--- PROVIDED DATA ---
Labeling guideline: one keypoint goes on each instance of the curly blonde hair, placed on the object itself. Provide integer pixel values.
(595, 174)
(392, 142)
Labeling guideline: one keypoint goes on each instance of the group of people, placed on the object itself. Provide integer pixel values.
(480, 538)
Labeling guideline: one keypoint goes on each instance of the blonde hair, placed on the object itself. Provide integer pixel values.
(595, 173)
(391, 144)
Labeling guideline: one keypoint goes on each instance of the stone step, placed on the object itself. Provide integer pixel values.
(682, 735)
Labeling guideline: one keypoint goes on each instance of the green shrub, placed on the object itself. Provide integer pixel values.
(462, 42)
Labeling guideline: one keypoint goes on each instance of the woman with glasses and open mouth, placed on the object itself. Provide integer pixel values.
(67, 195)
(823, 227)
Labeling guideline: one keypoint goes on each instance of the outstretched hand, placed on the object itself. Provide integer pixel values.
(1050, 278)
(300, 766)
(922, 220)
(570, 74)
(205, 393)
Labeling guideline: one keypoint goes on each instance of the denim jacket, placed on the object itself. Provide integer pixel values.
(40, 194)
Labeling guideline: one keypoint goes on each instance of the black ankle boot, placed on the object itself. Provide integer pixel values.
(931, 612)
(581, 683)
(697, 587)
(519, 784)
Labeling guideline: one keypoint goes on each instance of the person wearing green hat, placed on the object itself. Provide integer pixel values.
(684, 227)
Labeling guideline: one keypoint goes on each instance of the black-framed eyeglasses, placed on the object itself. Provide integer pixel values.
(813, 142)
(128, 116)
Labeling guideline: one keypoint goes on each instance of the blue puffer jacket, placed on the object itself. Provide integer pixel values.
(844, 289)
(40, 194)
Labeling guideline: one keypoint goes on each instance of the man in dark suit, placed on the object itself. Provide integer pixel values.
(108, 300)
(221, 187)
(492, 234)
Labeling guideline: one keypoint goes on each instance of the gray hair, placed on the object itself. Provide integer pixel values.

--- REQUIREMENT ---
Copy every line of the records above, verbatim and in their original order.

--- WRITTEN ANSWER ---
Labeling guideline: one keypoint goes on each instance of the curly blonde hair, placed on the object itself. Provide integer pixel values.
(595, 174)
(392, 142)
Labeling guideline: one keypoint goes on each instance of the group of people, placed on the object itself. Provide integer pixel values.
(480, 538)
Labeling guideline: one keypoint goes on each instance of the blonde hair, placed on the object itself. Provide integer pixel values.
(595, 173)
(391, 144)
Labeling guideline: one keypoint goes on each instance of the stone step, placed on the object itself. Provide integer pixel values.
(682, 735)
Labeling guideline: one keypoint goes on each instance of the green shrub, placed on the object itself. Provide integer pixel values.
(462, 42)
Labeling guideline: one keypoint goes on each instance of the woman with glasses and open mouth, placed on the object itself. Provide integer pixel values.
(67, 195)
(823, 227)
Labeling guideline: one keypoint goes on each instance of the outstretched hand, placed on the object itself. Provide integer pixel values.
(1050, 278)
(300, 766)
(922, 220)
(570, 74)
(205, 393)
Labeling guideline: one keypoint goes on each instance of the denim jacket, placed on the object itself. Provide integer pixel values.
(40, 194)
Labeling guideline: one keypoint goes on each instance of the black ankle boot, placed on the object itself. Provide integer pixel values.
(931, 612)
(581, 683)
(697, 587)
(519, 784)
Labeling guideline: one keypoint goes on each instance of the person wearing green hat, placed on the object itself. Provide integer pixel values.
(684, 227)
Labeling guideline: one keypoint goes on each instance of the black-framed eyeglasses, placed on the object itself. Provide integer pixel values.
(813, 142)
(128, 116)
Labeling guideline: one keypoint goes on each instance of the blue puffer jacket, placed on the object itself. Provide integer pixel values.
(844, 289)
(40, 194)
Labeling guideline: one keypoint goes on each instance of the man in dark suit, placed on the object itself. Provide integer pixel values.
(108, 300)
(221, 187)
(492, 234)
Labeling guideline: one keypoint goes on each instance of the gray hair, placed on the object itself. Provide integer pixel values.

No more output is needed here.